» **WHAT THE EXERCISE ASKS**: Include no pictures. Output exactly the lines from the one that contains "Locate the trophy base, placing" through the final line of the entries.

--- BEGIN ---

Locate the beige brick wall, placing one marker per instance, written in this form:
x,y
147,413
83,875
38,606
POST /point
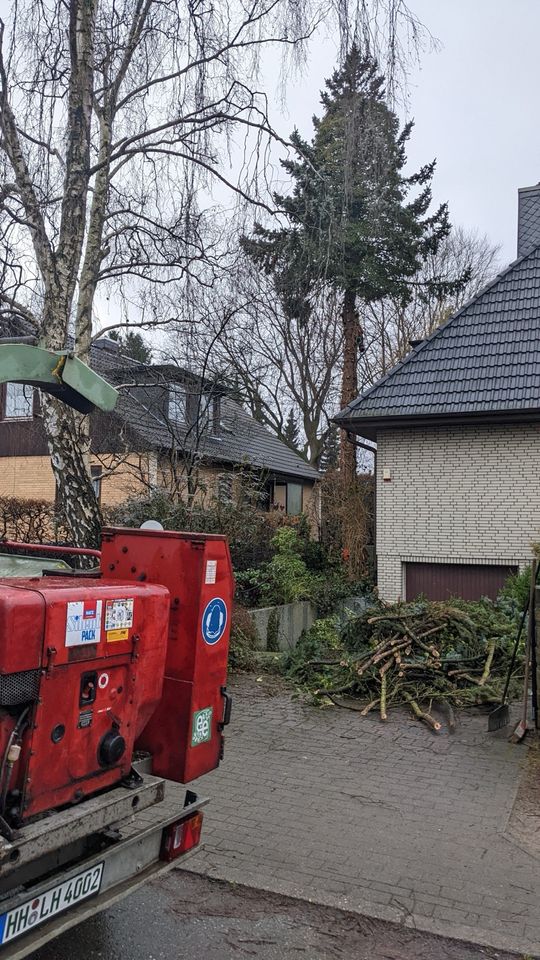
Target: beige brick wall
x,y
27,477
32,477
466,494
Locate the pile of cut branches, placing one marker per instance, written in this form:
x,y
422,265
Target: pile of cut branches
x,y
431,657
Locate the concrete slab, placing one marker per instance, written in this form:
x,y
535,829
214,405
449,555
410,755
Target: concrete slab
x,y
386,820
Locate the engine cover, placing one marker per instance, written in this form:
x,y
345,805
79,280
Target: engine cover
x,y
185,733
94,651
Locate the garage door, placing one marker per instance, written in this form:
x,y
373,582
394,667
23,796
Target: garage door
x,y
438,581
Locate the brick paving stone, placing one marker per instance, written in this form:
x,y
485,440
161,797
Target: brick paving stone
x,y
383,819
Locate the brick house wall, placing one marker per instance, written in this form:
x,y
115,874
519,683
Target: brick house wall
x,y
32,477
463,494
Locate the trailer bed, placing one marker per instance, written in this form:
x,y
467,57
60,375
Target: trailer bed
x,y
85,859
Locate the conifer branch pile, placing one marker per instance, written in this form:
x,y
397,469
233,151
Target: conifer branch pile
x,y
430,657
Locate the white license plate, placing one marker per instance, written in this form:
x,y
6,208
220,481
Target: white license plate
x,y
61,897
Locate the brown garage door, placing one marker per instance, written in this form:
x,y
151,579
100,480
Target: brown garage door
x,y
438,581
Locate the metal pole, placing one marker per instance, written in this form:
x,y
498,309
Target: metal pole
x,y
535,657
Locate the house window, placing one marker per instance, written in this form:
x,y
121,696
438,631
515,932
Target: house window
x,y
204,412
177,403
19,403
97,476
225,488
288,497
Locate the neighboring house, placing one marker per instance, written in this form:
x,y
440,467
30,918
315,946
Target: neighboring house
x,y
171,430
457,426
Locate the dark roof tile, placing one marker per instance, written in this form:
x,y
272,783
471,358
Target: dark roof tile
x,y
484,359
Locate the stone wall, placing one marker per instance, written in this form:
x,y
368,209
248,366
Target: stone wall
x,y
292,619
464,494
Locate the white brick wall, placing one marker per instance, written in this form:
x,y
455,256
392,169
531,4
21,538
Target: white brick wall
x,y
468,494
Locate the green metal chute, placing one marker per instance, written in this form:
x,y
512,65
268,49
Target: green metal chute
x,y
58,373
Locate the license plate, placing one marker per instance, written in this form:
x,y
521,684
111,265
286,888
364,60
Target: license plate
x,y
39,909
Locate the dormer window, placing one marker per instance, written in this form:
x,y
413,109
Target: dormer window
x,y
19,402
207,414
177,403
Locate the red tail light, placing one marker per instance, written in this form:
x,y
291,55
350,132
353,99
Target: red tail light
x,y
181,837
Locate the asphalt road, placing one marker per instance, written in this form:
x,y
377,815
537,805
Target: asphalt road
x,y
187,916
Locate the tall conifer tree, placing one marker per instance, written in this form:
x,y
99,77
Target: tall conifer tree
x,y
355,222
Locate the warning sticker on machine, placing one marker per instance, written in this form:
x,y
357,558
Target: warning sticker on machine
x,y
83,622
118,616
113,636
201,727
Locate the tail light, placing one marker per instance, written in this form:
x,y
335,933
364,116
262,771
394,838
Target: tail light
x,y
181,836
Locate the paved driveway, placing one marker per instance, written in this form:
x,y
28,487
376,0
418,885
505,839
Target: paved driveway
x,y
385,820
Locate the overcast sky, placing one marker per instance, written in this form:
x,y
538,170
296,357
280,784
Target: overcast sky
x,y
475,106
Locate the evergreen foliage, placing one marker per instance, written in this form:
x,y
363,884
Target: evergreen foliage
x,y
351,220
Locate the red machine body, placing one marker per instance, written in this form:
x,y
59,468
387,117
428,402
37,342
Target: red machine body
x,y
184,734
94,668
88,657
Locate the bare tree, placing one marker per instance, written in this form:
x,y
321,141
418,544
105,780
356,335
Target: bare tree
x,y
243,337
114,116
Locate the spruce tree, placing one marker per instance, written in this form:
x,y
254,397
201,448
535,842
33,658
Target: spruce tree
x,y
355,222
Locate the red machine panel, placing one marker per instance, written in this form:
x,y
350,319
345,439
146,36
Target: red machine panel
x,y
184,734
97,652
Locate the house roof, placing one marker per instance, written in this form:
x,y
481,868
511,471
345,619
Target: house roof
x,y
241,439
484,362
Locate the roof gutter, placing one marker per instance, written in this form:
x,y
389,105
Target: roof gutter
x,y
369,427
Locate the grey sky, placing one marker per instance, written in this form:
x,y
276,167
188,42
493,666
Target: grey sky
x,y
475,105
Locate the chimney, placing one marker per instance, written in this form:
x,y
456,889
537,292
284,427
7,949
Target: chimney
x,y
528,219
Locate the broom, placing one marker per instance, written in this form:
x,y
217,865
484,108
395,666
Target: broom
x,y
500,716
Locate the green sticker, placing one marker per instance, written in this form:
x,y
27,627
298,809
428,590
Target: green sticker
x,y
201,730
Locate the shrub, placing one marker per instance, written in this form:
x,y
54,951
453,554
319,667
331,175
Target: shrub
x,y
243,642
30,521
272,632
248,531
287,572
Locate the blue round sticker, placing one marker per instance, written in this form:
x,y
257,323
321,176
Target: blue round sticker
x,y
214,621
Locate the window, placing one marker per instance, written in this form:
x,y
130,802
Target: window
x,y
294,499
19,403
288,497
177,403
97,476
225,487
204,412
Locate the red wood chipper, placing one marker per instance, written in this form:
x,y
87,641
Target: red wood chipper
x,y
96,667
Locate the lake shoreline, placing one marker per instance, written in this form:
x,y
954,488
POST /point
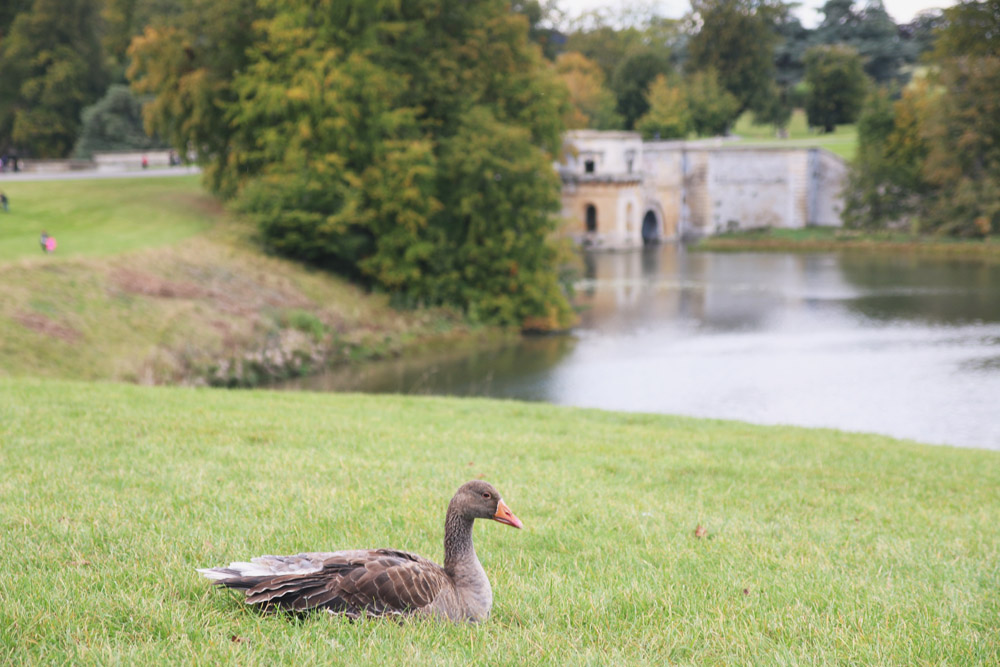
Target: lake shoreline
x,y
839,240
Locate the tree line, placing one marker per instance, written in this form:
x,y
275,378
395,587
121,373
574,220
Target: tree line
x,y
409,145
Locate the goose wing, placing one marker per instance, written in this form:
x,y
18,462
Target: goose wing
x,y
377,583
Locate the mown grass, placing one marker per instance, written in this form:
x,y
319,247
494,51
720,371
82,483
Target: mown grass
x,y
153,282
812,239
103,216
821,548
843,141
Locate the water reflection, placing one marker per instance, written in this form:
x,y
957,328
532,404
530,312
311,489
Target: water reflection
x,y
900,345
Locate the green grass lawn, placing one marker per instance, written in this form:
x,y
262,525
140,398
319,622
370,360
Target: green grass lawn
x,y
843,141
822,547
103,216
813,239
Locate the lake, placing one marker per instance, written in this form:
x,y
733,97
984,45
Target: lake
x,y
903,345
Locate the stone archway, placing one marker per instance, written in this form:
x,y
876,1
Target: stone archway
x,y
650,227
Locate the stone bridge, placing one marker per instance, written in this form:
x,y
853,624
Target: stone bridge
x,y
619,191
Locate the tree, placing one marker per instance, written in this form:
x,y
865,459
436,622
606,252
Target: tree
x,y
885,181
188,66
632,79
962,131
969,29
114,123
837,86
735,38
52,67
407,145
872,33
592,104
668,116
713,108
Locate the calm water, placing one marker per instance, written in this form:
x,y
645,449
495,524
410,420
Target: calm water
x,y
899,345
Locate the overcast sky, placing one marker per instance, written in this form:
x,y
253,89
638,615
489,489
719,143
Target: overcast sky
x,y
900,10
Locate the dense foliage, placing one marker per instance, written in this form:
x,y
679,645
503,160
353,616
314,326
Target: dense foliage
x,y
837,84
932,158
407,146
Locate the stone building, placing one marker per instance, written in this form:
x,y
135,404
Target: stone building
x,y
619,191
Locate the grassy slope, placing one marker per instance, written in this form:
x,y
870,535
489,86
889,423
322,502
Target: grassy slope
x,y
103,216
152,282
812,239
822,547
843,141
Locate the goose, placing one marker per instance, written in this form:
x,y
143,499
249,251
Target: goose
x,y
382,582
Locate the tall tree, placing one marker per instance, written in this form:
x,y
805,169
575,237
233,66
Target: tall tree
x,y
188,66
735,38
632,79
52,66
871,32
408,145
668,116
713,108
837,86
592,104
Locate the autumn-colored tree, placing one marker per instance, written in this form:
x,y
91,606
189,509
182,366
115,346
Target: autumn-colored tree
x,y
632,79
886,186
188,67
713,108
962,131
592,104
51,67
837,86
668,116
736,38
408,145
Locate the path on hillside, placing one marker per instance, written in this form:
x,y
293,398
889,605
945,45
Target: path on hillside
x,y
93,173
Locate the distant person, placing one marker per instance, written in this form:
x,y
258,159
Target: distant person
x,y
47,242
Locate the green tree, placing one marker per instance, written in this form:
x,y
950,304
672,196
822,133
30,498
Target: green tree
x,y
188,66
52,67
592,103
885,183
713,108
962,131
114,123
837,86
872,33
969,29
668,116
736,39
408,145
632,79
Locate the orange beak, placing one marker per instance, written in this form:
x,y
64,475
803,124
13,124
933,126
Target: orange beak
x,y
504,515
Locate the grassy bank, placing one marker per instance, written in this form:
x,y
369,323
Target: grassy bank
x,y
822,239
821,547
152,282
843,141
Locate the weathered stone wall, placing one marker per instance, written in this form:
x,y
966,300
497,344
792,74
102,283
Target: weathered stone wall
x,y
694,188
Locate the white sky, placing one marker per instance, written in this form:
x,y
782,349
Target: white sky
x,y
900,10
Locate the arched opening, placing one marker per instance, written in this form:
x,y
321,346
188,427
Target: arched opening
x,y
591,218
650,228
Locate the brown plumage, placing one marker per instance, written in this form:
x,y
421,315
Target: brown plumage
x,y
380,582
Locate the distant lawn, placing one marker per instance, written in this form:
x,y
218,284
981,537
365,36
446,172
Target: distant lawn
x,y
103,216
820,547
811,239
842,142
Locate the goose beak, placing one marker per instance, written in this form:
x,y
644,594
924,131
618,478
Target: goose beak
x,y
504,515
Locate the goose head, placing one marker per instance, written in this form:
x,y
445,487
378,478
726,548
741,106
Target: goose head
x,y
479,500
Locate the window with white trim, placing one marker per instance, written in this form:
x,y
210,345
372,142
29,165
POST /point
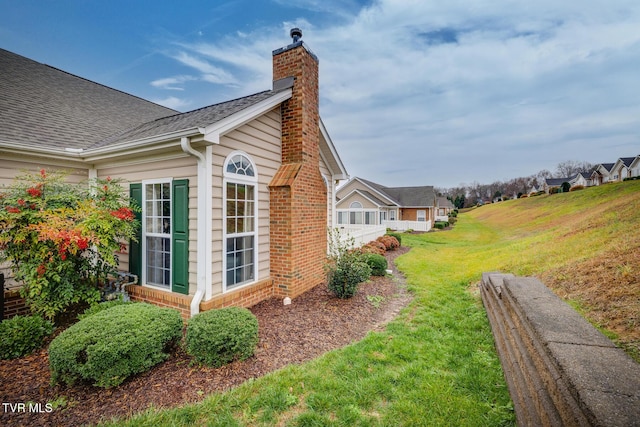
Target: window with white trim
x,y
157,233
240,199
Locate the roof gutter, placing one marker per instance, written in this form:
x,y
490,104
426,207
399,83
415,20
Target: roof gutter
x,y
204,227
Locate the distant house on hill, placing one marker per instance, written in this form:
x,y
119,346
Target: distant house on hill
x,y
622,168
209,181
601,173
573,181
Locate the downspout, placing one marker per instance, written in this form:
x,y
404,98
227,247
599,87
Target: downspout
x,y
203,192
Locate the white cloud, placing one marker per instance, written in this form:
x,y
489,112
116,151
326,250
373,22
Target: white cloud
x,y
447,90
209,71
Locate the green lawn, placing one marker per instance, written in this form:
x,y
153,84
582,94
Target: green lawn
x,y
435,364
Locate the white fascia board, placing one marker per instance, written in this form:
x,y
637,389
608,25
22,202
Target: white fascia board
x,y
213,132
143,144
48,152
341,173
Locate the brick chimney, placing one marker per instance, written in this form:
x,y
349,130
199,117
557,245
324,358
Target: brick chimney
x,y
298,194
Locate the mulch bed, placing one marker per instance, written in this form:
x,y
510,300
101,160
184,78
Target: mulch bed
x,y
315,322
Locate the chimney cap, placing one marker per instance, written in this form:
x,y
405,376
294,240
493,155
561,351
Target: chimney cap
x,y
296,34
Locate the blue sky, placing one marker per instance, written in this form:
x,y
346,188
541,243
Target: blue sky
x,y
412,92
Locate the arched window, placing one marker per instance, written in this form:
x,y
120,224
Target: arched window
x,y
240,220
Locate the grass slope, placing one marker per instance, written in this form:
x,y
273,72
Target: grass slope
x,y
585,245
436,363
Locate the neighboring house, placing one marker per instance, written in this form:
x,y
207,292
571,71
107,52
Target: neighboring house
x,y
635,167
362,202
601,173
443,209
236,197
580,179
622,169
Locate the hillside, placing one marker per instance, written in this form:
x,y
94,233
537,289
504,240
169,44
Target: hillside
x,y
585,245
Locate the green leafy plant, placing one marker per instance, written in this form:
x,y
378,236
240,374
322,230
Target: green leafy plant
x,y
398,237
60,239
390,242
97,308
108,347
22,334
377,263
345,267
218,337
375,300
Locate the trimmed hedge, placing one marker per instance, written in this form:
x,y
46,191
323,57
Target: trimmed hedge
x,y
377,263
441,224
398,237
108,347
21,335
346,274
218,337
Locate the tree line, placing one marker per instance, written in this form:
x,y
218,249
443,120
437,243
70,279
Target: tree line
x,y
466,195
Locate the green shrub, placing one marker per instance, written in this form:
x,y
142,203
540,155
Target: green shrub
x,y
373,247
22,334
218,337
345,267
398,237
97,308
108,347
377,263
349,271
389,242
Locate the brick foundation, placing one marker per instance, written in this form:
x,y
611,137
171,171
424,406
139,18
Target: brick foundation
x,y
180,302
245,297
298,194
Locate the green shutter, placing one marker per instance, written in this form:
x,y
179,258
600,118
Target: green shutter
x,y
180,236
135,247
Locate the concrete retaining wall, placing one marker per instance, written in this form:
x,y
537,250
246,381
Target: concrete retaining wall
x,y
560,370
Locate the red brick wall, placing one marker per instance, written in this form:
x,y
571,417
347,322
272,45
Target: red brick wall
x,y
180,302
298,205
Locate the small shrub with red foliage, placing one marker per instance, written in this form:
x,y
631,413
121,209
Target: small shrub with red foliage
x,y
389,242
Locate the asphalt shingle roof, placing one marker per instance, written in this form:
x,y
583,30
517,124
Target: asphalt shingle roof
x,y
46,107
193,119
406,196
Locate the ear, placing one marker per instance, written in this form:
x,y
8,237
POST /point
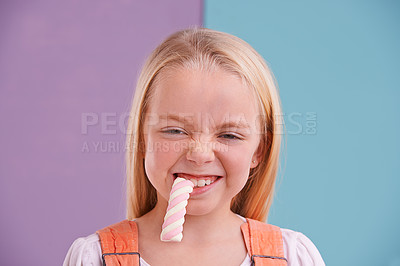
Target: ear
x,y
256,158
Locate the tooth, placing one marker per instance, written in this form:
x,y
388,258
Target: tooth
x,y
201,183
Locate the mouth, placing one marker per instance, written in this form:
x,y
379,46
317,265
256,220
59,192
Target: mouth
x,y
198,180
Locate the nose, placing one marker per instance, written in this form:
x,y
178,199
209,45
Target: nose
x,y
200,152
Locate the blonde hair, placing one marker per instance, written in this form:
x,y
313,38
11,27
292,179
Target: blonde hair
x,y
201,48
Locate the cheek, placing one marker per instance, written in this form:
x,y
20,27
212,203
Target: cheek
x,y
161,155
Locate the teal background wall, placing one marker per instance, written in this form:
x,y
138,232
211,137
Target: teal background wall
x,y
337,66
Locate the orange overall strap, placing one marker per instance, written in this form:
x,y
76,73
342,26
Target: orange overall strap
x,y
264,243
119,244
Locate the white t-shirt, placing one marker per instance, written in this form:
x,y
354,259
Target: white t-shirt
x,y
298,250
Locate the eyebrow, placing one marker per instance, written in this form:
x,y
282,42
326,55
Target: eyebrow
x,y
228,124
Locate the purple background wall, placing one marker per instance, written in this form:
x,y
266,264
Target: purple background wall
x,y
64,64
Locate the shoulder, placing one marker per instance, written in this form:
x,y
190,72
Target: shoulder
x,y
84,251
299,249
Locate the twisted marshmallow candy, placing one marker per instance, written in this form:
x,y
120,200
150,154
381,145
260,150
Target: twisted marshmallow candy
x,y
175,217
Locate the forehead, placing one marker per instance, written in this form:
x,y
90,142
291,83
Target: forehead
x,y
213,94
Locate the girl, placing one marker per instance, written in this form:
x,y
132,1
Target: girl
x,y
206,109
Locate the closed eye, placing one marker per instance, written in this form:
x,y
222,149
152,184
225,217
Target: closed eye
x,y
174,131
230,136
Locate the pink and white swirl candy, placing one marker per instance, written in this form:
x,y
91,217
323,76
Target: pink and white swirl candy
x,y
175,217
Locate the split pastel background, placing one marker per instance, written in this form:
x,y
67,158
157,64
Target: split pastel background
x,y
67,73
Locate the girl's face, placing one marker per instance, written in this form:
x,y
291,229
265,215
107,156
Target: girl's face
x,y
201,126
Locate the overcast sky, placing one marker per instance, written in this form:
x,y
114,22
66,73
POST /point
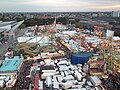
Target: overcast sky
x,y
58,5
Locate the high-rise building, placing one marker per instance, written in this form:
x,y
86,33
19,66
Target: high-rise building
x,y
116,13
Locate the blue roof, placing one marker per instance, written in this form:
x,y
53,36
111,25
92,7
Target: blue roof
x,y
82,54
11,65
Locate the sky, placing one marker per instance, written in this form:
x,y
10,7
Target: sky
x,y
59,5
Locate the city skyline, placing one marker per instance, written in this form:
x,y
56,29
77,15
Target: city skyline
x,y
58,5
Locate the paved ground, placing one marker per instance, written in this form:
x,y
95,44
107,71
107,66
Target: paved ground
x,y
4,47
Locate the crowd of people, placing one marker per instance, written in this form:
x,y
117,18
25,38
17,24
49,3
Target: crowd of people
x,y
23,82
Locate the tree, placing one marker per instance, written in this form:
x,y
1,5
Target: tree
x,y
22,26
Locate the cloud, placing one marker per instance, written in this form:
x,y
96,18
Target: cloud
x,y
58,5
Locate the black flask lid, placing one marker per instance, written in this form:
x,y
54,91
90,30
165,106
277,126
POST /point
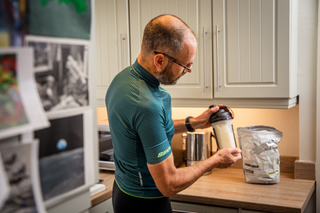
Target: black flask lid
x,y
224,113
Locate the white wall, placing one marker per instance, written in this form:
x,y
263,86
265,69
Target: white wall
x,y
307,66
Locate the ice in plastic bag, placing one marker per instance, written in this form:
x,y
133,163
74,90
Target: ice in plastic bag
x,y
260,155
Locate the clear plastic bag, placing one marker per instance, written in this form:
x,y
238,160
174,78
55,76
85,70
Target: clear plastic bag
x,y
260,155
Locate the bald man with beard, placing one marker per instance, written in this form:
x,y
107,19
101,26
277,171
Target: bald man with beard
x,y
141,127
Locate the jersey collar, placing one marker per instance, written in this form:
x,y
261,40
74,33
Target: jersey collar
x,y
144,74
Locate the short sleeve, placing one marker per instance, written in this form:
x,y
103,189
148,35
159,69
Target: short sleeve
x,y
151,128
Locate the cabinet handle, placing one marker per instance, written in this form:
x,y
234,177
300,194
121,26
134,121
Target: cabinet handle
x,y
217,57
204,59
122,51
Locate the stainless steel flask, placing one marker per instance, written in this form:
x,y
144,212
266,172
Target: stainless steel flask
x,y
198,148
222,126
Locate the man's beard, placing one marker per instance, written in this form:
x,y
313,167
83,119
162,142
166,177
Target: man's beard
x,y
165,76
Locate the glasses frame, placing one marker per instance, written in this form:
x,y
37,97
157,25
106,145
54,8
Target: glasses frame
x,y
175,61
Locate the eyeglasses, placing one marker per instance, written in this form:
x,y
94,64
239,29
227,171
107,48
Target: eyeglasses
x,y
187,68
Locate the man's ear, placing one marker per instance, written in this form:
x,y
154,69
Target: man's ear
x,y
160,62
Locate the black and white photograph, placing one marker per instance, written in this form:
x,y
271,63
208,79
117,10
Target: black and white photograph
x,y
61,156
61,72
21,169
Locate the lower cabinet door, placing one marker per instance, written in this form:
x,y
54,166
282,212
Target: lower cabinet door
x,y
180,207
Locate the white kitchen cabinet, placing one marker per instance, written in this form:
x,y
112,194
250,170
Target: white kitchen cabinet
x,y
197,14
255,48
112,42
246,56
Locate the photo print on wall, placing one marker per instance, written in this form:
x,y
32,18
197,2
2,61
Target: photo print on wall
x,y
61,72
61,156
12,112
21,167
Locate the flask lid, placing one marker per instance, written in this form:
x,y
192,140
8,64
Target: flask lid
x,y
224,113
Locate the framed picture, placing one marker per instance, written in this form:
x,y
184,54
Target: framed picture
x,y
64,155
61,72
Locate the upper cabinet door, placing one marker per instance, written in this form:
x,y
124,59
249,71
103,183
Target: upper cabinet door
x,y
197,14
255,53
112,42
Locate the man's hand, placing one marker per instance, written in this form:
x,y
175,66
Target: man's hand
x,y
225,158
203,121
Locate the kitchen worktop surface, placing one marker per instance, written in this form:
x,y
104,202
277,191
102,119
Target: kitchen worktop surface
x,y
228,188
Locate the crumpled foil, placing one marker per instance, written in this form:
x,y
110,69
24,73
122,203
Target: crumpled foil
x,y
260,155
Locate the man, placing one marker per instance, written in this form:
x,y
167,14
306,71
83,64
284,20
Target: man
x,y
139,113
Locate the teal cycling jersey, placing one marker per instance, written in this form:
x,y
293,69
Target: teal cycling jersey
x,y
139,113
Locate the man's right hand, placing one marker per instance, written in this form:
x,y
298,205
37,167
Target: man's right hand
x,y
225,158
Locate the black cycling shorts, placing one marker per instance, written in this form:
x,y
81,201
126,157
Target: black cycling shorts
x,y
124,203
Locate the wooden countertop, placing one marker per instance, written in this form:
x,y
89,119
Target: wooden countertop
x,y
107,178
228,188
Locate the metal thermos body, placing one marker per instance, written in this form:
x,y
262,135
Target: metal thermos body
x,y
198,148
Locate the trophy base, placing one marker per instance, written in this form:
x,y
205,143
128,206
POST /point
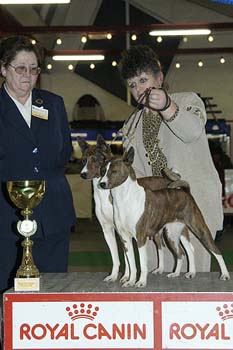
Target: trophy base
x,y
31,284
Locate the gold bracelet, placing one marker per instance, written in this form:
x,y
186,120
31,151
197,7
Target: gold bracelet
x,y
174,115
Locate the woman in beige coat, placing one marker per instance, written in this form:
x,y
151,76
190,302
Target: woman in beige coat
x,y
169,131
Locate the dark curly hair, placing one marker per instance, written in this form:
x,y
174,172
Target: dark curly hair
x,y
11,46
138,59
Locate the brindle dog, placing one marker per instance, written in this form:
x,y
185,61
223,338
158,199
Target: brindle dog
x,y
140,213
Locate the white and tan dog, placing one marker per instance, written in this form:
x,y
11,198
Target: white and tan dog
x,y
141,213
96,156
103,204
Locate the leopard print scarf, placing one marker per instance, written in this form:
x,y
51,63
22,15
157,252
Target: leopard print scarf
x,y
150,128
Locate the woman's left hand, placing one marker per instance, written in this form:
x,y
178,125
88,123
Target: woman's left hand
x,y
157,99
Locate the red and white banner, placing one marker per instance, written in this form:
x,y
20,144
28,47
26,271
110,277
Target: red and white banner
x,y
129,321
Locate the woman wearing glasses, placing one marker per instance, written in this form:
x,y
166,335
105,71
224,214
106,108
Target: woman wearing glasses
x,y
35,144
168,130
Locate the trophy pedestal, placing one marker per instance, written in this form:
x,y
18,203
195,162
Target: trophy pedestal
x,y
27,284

--- END ---

» **ANSWER TO THE EXERCISE**:
Locate the trophy base, placing one marker per instance, written in this form:
x,y
205,143
128,206
POST /point
Target: trophy base
x,y
31,284
Locate the gold bracelet, placing one marker per instance, written in this form:
x,y
186,120
31,151
197,7
Target: gold bracelet
x,y
174,115
Locate the woman in beige coat, placing one marker per instance, written in this form:
x,y
151,76
190,302
Target: woman in beige coat
x,y
169,131
Locate the dark curly hair, placing one marker per instance, written in this form:
x,y
174,172
Target: dark curly hair
x,y
11,46
138,59
Locate the brindle dog, placing one marker per instance, written in this form:
x,y
185,61
223,338
158,199
Target: brindle dog
x,y
140,213
Locate the white and tan dog, placing one marker per instance, written in this form:
x,y
11,198
Target: white and tan dog
x,y
141,213
96,156
103,204
Locate the leopard print scarf, placing one marker per instance, written in this form:
x,y
51,63
22,15
157,252
Target: leopard print scarf
x,y
150,128
Locate the woman's left hand, placing one marker per instance, written in this form:
x,y
178,125
88,123
Target: woman's left hand
x,y
157,99
Locate the red and white banner, placing one marker per instance, written in this form:
x,y
20,144
28,47
26,271
110,277
Target: red and white banner
x,y
129,321
Locate the woman wearing glasses, placing one marker per instance, written in this form:
x,y
166,335
105,71
224,214
106,108
Target: woman wearing glasses
x,y
35,144
168,130
Locate the trophy pedestal, placing one marker per instance, written in this form:
x,y
18,203
195,162
Target: trophy pedestal
x,y
27,284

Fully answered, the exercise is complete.